• _WHAT TO DO_
Return each of the records below word for word, with no changes.

• _DATA TO PROCESS_
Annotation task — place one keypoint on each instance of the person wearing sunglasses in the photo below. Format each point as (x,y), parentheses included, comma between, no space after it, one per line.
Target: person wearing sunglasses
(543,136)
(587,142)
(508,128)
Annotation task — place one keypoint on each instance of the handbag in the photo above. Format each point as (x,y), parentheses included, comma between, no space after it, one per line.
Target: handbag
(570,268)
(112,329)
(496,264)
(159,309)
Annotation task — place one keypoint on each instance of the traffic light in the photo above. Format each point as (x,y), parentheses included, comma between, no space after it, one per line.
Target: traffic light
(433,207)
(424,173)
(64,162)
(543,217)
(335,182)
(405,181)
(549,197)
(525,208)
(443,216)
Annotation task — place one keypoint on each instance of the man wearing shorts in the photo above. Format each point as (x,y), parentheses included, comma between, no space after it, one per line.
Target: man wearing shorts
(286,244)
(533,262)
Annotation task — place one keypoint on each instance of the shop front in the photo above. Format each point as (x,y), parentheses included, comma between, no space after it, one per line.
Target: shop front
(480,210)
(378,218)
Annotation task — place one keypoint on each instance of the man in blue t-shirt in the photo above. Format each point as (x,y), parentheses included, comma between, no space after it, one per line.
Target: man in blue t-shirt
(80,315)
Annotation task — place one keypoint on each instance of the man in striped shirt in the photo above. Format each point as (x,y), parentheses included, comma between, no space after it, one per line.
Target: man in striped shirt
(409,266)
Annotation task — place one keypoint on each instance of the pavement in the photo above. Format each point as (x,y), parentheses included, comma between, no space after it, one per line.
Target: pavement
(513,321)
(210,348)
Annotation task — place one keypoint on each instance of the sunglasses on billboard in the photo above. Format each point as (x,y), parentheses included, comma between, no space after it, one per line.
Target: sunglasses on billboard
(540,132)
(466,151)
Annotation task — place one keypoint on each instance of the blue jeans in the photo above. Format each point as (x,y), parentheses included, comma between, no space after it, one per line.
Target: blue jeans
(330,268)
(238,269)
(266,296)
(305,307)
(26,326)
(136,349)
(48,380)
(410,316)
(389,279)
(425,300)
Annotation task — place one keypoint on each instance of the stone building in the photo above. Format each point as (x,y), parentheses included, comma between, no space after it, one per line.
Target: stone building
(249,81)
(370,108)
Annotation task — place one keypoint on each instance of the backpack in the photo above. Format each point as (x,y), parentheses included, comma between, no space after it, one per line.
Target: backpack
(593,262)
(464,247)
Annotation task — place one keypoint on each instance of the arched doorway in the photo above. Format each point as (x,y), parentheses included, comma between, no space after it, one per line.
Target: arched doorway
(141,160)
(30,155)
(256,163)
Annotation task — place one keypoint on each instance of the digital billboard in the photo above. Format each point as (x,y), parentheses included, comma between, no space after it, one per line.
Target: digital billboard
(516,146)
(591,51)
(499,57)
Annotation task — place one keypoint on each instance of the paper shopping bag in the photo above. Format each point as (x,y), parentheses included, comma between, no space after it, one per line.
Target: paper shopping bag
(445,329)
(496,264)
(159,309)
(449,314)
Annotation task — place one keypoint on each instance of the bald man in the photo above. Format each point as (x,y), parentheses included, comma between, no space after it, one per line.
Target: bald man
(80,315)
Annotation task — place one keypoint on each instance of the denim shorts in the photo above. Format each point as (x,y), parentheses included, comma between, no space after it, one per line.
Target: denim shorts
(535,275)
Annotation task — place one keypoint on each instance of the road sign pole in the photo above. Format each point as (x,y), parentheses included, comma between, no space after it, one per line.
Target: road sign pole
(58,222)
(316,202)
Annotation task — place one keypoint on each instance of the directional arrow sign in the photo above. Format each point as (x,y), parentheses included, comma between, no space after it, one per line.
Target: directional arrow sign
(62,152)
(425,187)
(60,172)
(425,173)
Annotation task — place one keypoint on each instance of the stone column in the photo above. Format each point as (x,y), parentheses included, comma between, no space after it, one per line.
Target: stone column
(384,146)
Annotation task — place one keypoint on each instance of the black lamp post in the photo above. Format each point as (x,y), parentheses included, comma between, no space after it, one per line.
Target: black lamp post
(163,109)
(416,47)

• _RESPONSE_
Annotation task — place one keypoint on each instance of the person wearing sunglasses in the photo below. Format each point as (x,y), parentheses included, comma between, no space after it, one per line.
Target: person wearing sunglasses
(543,136)
(587,142)
(508,128)
Annotation task — place one keypoint on each instance of the handbag in the photo above. Format each point as (x,y), parentheses included, comma between, no space after it, one per line.
Target: handbag
(570,268)
(112,329)
(496,264)
(159,309)
Annotation task — place one keypoint on each instance of the traffic light in the photo above. Format each point as (x,y), parentheses included, comma between, no space after it, one per line.
Target: traffic light
(433,207)
(424,173)
(64,162)
(543,217)
(335,182)
(405,181)
(549,197)
(525,208)
(443,216)
Annotation task — place one keypoint on each instance of the man wearing shorts in the photo above. Format each point as (x,y), parentheses included, comma between, no space after it, one per line.
Target: man wearing shorts
(286,244)
(533,262)
Annotation task — place one keypoint on each instance of the shop front in the photo above. Format each point as (x,y), parentheses included, comma between, no space after it, one per line.
Target: shop front
(480,210)
(378,218)
Annotation task — place one keypoint on each instance of the man in blue t-shirt in the photo above. Format each point as (x,y), parentheses included, comma between, no space after it, one per line.
Target: man in blue t-shirt
(80,315)
Annotation task — place one keypoint on each instance of the man in striped shirt in the photo above. Format each point as (x,y), parentheses included, comma between, no space after it, one per line.
Target: man in striped shirt
(409,266)
Annotation task — place one keypoint on each instance of the pavement in the photo above. Format each point as (x,y), parentheses included, comma between, no space after it, one per line.
Target: pavement
(513,321)
(210,348)
Annotation task — place one keypoint on each instance of the sunglasses on billboard in the photo above. Format each point as (x,y), parentheses included, comma between, no space after it, one per line.
Target: sunglasses on billboard
(540,132)
(466,151)
Annotation task — place one keypoint on each instance of the blue jeans in the photo above. Format each point as (x,y), parentheses included, comma between, no space after it, one per line.
Target: blue jeans
(330,268)
(238,269)
(266,296)
(305,307)
(26,326)
(136,349)
(48,380)
(410,316)
(389,279)
(425,300)
Annotation task — place one keypoint on each instance of the stone building in the photo above. Format each point as (x,y), parentheses included, comma between, no space after it, one per line.
Target: stone building
(249,81)
(370,108)
Annotation task — place one keypoint on each instance of the backpack in the photo above. Format each point as (x,y), parentheses included, comma between, no space after it, one per line.
Target: backpack
(593,262)
(464,247)
Annotation task — place one keypoint on each instance of the arched doorway in the photo above. Format each point as (x,y), parentheses included, comma between, no space after it, one per line.
Target: arched doorway
(141,160)
(30,155)
(256,163)
Annotation task — place one keypoint on each instance of the digital billboard in the photo above. Format each point as (x,y), parentheses included, comma between, no space after it, one per line.
Target: digital billboard
(516,146)
(591,51)
(499,57)
Annotation task — place one keypoint on each instance of the paper shopping bag in the photo above. Format each point as (x,y), parentheses included, comma between, no space after it, one per line.
Target: paper shopping bag
(445,329)
(496,264)
(159,309)
(449,314)
Annotation task — place one keypoint on each instance of the bald man in the photo above. Format each point as (x,y), parentheses included, comma between, no space after it, one per line.
Target: bald man
(80,315)
Annotation task — place one keypoint on each instance of the denim shorts in the photo above. Format each point as (x,y), parentheses included, comma between, no space after it, one per line.
Target: denim shorts
(535,275)
Annotation task — place one keypoint on each instance of the road sign pole in the photo above. Format each point as (x,y), parentheses included, comma between, no space after it, one per line.
Target: road sign pole
(58,222)
(316,202)
Annotation task — place one keypoint on each instance of the directional arrow sign in the photo above. Format each point as (x,y), parentheses included, comma between, no space after it, one per line.
Target: directional arrow sign
(62,152)
(425,187)
(60,172)
(425,173)
Annotation task — place one keypoint on each instance of the stone column in the photo above. Format each point as (x,y), parentheses included, comma between, no space after it, one per line.
Target: stone column
(384,146)
Annotation task — place one keypoint on each instance of the black lamp post in the photo above. Format each point as (x,y), parentheses included, comma between, no space after it, one per line.
Target: black lamp post
(163,109)
(416,47)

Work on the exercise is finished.